**Requirement 1**:
How many brownfields premises does NBN Co expect to add each year from FY23, according to the article on its fiber upgrade below?

═════ Text passage

The government’s $3 billion upgrade of half of the fibre-to-the-node (FTTN) footprint to full fibre will be significantly less impactful than announced, with only 400,000 premises expected to have active last-mile fibre connections by FY24.

NBN Co only expects 400,000 FTTN users to have active fibre services by 2024

NBN Co’s new corporate plan, released Wednesday afternoon, shows the number of activated brownfields fibre premises is only expected to grow by 400,000 between now and FY24.

The company said it expects to add about 200,000 brownfields premises a year from FY23.

CEO Stephen Rue confirmed the company’s forecasts.

“We see the additional lead-ins being built into 200,000 premises approximately in each of the years of 2023 and 2024,” he said.

The company’s new corporate plan provides some detail about how the upgrade of half of the FTTN footprint will work.

"NBN Co will proactively build a Local Fibre Network (LFN) from the existing node placing fibre deeper into neighbourhoods," it said.

"The fibre already built to the nodes as part of the FTTN build, known as the Distribution Fibre Network (DFN), will be utilised and incorporated to deliver new FTTP services. 

"Fibre lead-ins from street frontages to individual premises will only be built when customers order higher speed plans."

Responding to questions from iTnews, Rue confirmed only one-in-five upgraded FTTN users are expected to have active higher-speed internet services over fibre by 2024.

This is vastly different to what was announced earlier on Wednesday and is likely to cause many hopeful FTTN users to have to reset their expectations.

“What we are doing is we are pulling fibre for 2 million homes from the node into the neighbourhoods or effectively into the kerb outside their street, if you will,” Rue said.

“That means that 2 million homes in the FTTN footprint by 2023, if they say choose, will be able to order a higher speed service than they have today - so that is not a putting fibre lead-in into 2 million premises. 

“What it is is providing the choice for people in that footprint to order a higher-speed than they can today. 

“And our plan anticipates that around about 20 percent of those homes by that period of time will have chosen to do that.”

The corporate plan does not project beyond FY24 so it is not clear whether NBN Co expects that rate of activation among FTTN to FTTP upgraders to continue.

Chief operations officer Kathrine Dyer said NBN Co expects the first upgraders to be able to connect to fibre-based high-speed services as early as June next year, but more likely “in the second half”.

“As we manage the complex rollout, we’ll be looking at utilising the industry the best way we can,” she said.

“We’ll plan the network and the work to make sure that we are progressing through the build pipeline as quickly as possible.”

Dyer said more updates on the cadence of the upgrade would be made in the coming weeks and months.

However, in good news, NBN Co said it would consider upgrades from 50Mbps to 100Mbps-plus tiers.

"It would be somewhere between 100Mbps and the near gigabit that would be the likely target to upgrade," it said.

══════════

**Requirement 2**:
Pull out every row below that contains the word "carving" and copy each one unchanged.

═════ Material provided

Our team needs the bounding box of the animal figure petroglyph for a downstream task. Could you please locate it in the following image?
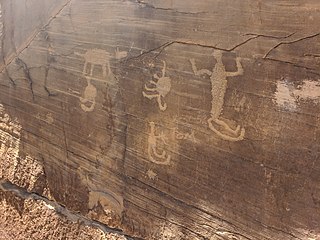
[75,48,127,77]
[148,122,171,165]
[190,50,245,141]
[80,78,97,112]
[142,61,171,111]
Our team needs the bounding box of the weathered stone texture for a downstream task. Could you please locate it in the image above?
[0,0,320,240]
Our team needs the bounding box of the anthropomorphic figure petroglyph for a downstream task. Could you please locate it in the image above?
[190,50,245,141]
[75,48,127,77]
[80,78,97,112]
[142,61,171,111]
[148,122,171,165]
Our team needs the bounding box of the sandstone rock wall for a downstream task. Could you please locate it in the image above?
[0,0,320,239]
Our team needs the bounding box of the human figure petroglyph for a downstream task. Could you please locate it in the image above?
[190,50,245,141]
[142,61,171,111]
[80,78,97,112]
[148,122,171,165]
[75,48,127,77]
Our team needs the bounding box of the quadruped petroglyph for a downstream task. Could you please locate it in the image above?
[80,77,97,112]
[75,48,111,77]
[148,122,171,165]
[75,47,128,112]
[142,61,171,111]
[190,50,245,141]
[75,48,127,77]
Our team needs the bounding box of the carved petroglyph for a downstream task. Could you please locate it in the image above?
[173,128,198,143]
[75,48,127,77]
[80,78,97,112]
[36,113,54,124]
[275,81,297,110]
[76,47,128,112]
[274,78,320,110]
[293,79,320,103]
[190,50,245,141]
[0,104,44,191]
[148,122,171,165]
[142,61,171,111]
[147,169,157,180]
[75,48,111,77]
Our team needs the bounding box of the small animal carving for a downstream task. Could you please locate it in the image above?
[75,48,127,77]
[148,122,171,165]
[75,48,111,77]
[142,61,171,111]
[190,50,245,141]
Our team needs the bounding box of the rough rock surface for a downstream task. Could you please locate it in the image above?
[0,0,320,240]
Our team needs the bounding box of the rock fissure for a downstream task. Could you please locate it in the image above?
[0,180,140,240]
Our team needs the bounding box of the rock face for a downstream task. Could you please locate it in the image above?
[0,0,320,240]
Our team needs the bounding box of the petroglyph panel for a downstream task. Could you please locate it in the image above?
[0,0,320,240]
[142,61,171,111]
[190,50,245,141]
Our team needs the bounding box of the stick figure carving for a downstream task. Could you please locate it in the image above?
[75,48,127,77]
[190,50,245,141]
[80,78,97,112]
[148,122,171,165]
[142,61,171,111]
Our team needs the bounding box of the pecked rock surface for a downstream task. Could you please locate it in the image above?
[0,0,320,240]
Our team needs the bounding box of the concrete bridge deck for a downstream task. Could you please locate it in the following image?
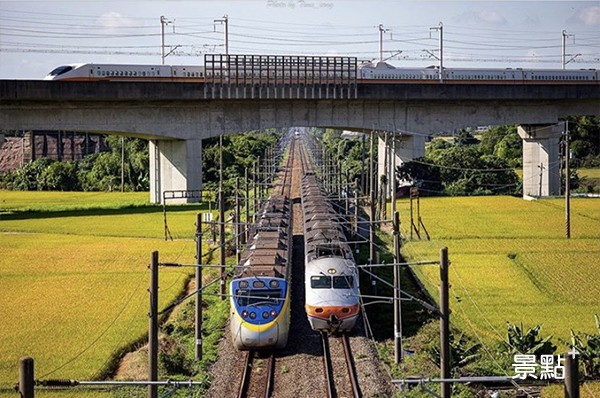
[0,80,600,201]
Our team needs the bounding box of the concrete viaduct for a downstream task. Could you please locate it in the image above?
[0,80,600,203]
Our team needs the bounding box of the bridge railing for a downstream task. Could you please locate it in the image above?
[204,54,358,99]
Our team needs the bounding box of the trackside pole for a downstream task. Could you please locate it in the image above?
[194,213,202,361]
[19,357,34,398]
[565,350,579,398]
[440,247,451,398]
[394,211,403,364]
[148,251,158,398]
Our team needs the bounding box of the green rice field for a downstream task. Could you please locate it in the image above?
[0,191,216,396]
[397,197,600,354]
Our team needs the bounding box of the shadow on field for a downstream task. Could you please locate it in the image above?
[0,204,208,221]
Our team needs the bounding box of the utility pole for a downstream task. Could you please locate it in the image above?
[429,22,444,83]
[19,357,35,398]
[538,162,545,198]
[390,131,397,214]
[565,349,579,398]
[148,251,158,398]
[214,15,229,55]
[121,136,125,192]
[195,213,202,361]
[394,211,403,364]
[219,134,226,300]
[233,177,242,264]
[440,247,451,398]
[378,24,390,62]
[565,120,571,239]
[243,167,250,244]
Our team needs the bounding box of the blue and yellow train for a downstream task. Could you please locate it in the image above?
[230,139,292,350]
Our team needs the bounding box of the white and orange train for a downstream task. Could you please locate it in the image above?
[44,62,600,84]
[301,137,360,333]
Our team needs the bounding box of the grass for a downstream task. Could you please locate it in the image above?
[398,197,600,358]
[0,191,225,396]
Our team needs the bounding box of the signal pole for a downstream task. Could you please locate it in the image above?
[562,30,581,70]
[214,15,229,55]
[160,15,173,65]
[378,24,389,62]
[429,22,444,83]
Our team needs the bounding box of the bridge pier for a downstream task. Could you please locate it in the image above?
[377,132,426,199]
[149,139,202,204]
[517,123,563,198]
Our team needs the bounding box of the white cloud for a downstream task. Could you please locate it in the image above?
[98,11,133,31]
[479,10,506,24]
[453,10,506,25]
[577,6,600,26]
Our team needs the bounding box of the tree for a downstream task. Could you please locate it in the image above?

══════════

**Written solution 1**:
About 200,000 premises a year.

**Written solution 2**:
Our team needs the bounding box of the small animal carving for a downstream task. Could you please locate it in the image above?
Our team needs the bounding box of the stick figure carving for a downstream task. Could you please locate it in the image above?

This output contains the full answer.